BRIEF: Go through the lines below and tally those containing the string "frosted". Respond with the number only.

TASK INPUT:
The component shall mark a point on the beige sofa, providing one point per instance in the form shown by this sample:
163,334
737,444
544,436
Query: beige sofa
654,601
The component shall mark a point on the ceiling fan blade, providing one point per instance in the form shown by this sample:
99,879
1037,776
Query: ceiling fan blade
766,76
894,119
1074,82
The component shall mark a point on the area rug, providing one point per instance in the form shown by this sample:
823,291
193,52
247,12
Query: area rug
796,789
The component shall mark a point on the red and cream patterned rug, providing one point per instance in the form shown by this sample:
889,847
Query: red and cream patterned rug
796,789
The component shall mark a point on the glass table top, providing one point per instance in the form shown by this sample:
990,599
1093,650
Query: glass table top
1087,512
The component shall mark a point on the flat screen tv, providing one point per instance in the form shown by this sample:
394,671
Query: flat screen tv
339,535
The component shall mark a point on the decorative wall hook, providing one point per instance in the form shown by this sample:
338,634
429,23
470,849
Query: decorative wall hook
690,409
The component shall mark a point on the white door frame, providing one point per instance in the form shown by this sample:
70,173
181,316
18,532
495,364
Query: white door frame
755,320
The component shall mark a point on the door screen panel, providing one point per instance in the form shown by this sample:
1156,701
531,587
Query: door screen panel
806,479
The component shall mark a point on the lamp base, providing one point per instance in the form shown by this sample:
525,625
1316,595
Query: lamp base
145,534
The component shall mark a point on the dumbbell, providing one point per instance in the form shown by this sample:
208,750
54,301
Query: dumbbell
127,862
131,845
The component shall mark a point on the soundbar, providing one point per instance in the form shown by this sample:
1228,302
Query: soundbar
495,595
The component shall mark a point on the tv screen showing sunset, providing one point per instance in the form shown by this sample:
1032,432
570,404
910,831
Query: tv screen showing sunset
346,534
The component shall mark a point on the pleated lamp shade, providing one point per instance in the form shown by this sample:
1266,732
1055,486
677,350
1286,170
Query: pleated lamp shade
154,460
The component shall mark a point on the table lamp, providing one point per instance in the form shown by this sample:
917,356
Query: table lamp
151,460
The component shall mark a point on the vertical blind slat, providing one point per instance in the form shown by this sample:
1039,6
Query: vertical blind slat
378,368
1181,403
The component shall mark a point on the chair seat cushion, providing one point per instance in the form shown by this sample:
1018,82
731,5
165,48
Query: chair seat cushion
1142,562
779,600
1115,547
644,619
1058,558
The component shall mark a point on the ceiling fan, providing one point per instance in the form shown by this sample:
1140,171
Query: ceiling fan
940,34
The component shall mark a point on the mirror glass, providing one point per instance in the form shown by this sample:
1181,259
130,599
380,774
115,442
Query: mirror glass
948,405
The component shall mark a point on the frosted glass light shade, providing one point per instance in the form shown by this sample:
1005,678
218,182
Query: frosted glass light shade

RESPONSE: 2